## What is needed
Within the listing that follows, reproduce exactly the lines starting at the line with "Where can the bare" and ending at the line with "Where can the man's", inclusive, and only those. Pictures are dropped.
═══ Supplied material ═══
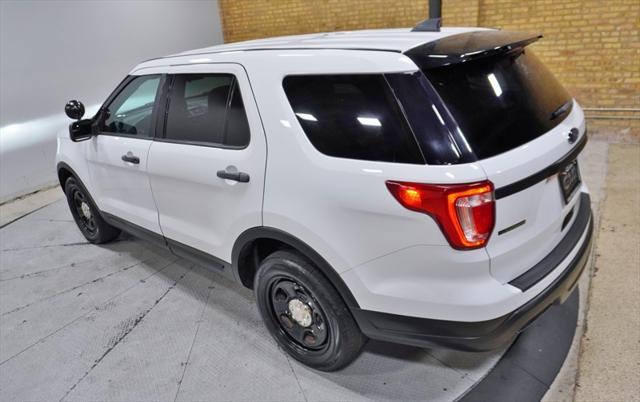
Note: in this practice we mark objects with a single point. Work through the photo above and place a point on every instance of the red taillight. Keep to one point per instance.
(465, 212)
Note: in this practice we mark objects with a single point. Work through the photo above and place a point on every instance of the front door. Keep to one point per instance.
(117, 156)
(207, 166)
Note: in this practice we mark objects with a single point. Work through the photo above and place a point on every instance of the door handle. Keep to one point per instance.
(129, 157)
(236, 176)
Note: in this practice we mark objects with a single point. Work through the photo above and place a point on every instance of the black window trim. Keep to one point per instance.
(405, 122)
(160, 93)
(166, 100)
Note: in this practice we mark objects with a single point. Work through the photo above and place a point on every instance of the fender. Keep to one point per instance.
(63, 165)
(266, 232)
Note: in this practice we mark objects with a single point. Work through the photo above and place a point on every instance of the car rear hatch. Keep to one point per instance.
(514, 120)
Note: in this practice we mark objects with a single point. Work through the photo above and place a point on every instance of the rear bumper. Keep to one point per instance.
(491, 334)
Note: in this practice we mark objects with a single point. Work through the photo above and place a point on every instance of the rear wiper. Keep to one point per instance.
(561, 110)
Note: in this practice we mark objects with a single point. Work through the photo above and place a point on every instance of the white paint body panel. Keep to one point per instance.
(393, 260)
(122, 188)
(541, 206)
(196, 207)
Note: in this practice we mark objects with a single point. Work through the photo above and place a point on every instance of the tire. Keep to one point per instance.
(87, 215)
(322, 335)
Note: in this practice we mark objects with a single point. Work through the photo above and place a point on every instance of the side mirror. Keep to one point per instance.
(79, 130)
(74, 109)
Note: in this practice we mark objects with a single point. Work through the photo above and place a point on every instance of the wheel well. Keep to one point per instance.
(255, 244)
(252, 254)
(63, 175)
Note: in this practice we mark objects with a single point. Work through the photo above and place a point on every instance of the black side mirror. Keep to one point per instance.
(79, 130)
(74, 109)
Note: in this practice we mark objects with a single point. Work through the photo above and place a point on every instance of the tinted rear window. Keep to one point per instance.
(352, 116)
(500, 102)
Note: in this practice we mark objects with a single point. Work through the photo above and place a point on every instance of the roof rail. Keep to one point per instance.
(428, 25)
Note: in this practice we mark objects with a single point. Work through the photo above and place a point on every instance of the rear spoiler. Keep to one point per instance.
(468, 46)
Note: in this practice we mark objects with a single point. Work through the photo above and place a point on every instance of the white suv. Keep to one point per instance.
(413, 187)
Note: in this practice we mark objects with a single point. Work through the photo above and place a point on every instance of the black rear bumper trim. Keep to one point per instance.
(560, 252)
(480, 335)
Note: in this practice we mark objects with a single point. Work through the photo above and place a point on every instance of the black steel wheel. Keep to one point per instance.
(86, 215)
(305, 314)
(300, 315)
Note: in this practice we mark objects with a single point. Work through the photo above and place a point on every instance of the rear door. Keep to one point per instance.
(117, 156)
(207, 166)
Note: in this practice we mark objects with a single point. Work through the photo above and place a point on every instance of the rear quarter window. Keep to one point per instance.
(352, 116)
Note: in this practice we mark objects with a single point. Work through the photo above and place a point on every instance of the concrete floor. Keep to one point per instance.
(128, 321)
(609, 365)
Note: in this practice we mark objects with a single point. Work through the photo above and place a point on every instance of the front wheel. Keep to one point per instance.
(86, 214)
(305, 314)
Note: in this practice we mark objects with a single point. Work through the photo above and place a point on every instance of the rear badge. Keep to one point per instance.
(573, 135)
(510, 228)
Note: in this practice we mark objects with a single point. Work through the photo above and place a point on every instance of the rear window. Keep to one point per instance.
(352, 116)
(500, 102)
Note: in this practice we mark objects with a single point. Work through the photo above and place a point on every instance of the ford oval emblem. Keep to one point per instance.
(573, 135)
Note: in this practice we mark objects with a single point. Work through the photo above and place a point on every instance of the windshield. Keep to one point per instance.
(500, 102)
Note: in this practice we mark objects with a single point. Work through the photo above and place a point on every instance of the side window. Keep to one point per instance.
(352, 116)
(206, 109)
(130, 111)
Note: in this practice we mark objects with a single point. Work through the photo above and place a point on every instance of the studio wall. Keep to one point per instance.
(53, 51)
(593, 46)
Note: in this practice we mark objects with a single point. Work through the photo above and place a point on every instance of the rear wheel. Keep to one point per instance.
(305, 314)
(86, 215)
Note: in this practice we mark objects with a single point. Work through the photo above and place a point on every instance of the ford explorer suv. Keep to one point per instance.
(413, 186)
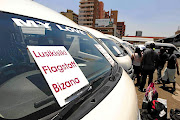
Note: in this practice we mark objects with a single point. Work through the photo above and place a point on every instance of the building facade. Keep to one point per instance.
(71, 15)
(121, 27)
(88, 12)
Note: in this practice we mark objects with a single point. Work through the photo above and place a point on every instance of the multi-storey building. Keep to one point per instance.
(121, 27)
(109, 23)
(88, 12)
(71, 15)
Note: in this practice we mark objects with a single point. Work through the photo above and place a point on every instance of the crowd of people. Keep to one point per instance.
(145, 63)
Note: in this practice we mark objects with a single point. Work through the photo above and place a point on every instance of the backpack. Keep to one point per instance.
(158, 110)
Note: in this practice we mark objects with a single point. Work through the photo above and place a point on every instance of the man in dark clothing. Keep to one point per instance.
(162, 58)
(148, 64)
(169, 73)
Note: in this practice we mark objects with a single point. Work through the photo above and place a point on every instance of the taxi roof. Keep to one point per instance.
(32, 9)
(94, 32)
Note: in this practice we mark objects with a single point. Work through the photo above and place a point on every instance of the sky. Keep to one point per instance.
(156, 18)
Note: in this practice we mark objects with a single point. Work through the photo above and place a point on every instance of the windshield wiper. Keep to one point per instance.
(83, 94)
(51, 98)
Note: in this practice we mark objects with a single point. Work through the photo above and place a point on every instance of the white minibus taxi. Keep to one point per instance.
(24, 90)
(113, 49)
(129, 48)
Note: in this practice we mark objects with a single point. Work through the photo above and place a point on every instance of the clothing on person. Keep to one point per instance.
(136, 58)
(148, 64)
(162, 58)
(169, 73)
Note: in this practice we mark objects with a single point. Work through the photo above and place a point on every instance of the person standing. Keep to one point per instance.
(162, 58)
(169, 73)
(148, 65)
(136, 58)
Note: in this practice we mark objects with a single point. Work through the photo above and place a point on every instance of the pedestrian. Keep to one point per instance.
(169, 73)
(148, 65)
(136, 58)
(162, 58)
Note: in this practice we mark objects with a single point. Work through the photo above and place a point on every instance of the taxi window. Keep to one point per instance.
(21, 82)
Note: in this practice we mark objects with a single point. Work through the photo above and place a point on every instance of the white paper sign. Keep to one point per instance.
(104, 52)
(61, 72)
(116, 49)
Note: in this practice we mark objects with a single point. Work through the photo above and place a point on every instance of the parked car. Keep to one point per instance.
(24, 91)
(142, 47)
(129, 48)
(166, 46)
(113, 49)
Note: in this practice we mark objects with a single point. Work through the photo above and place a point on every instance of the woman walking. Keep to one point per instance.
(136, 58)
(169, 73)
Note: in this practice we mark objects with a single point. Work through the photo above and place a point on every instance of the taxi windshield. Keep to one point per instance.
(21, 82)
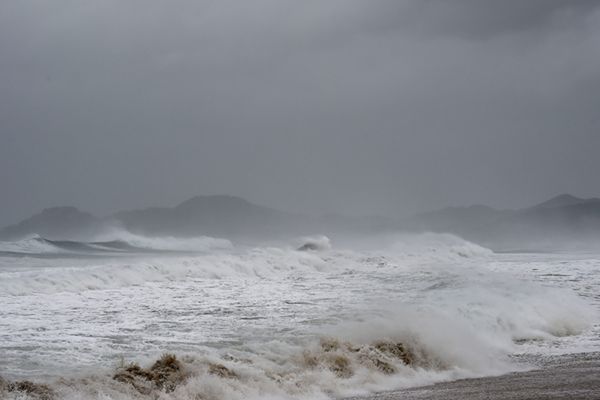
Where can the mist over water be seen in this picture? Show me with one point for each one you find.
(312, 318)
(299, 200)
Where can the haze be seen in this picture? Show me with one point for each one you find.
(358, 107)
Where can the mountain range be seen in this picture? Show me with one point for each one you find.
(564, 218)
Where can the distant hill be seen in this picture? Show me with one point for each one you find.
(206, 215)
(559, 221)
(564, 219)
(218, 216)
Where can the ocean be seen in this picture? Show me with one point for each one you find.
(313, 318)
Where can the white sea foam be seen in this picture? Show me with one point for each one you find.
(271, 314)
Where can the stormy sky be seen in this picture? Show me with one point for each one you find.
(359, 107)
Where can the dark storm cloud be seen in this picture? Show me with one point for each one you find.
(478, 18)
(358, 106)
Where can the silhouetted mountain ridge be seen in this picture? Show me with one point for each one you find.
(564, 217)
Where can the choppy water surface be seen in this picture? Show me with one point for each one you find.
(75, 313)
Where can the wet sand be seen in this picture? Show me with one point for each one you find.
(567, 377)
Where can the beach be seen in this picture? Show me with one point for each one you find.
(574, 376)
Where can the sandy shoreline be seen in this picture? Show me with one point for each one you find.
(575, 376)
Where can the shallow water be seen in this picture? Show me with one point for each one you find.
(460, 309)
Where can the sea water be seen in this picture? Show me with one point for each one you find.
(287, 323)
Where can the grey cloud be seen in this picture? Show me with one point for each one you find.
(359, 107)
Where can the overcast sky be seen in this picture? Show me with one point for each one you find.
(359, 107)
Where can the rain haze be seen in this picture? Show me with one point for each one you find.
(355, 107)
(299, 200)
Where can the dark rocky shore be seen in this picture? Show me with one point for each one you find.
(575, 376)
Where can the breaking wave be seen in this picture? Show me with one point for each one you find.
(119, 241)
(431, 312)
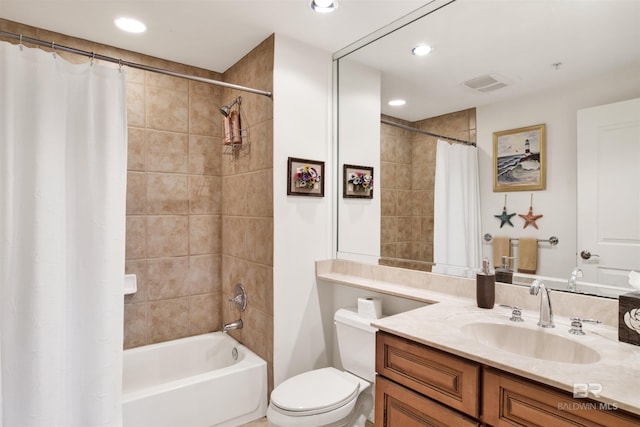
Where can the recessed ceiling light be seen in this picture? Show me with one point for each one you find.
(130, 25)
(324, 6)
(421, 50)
═══
═══ Supplied material ═══
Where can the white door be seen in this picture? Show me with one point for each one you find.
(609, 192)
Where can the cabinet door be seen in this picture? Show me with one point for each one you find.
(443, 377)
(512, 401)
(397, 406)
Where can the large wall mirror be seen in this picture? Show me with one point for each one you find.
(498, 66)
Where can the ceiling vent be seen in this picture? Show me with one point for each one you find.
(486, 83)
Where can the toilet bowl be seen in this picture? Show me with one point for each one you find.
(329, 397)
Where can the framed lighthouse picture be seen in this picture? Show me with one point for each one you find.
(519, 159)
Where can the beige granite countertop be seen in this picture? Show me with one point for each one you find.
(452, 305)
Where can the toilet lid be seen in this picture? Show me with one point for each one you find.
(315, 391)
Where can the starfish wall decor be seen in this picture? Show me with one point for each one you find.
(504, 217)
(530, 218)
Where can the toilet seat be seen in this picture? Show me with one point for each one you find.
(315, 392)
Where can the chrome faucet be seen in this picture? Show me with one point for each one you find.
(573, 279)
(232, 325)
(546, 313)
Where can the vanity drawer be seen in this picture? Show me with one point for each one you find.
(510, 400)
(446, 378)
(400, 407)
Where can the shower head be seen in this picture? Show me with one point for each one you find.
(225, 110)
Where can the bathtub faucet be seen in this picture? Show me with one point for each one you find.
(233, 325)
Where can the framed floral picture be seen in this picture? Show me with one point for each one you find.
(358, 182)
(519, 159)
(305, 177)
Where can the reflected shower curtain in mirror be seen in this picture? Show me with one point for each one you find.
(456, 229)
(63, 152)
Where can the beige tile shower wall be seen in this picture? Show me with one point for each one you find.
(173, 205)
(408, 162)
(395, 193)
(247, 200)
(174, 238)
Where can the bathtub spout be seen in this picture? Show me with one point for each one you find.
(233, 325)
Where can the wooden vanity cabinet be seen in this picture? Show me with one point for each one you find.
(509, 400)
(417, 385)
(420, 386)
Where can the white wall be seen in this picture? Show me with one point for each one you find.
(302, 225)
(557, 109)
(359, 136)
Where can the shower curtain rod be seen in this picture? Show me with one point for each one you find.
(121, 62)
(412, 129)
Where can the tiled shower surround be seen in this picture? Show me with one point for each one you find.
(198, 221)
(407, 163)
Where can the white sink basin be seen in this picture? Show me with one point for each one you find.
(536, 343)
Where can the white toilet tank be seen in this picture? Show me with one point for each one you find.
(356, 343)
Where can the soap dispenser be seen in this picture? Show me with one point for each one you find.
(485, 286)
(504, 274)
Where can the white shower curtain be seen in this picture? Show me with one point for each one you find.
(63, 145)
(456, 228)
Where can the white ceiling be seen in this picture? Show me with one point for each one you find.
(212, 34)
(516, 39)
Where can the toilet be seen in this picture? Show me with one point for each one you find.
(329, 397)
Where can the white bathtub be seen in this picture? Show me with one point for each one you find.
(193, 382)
═══
═══ Supplied material ═══
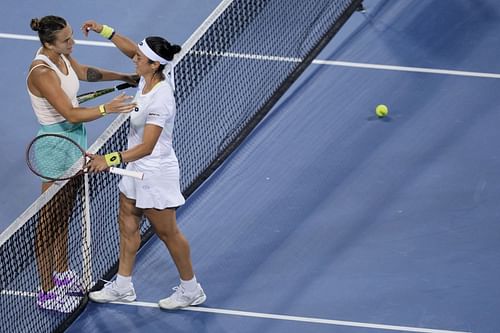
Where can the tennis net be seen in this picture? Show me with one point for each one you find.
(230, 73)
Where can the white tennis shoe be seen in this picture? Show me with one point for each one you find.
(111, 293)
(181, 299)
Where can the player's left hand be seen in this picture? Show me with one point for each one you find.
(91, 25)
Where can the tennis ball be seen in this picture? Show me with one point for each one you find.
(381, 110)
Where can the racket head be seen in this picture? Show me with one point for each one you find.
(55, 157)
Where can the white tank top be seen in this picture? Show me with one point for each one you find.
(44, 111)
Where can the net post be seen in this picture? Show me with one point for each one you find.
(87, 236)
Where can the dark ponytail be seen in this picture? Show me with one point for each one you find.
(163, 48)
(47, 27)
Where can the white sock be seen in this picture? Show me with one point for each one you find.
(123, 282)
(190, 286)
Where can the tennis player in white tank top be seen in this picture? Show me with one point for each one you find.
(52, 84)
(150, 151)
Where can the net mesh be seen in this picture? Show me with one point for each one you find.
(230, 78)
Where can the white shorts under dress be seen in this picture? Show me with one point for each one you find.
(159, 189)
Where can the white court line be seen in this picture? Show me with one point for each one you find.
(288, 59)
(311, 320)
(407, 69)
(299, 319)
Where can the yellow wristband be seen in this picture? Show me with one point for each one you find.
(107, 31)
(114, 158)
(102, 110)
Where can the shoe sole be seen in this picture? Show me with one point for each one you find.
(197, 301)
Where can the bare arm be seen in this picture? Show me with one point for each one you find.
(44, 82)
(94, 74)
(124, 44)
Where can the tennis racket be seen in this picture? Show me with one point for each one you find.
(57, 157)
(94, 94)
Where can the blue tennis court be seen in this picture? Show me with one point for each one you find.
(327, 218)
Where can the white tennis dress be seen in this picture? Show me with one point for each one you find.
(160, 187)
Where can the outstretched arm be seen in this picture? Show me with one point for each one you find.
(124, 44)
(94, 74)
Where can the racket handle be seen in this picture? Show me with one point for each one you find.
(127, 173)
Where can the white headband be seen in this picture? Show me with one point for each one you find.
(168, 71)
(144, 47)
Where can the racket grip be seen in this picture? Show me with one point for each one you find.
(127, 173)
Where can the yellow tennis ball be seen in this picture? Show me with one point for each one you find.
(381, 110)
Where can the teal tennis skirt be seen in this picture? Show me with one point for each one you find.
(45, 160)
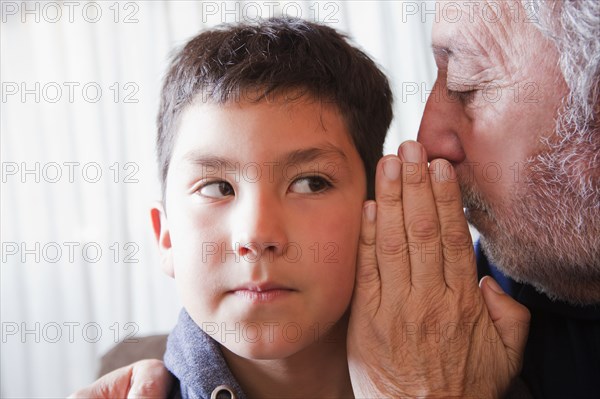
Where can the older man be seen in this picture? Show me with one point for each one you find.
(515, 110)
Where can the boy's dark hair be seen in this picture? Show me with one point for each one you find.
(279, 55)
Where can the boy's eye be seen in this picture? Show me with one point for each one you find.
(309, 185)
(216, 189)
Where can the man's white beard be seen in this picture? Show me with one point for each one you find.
═══
## Finished task
Where can the bare arm be seen in this picture? Show me with one point for each one you find.
(44, 82)
(94, 74)
(124, 44)
Where can the tennis racket be seen in this picture? Show me with one point for each one you find.
(57, 157)
(94, 94)
Where can the blue tennis court be seen in this picture? Show me with one point for each one you find.
(327, 218)
Where can the white tennis dress be seen in this picture? Show me with one point for each one you find.
(160, 187)
Where can the outstretched arm be seen in this picture? Show me with one point for each one you find.
(124, 44)
(94, 74)
Where can the racket handle be seen in this picture? Show me with one point for each one you find.
(127, 173)
Where can the white headband be seen in this picture? Show me with one point for each one you find.
(168, 71)
(144, 47)
Where can the racket grip be seen in this picture? Show me with one point for each one you find.
(127, 173)
Where can the yellow tennis ball be seen in this picture? Show me with one point for each one you find.
(381, 110)
Where can the teal tennis skirt be seen in this picture? Show me with one point for each one you find.
(45, 160)
Where can the older man be seen in this picture? Show me with one point for each one you find.
(515, 110)
Where can the boy's dark hair be seen in this picture? Show me with one point for each one you find.
(279, 55)
Where can the boy's eye be seen in this picture? Show me with one point for each one you find.
(309, 185)
(216, 189)
Where can the man's white beard be seen in this picture? Show me with one point for each one you find.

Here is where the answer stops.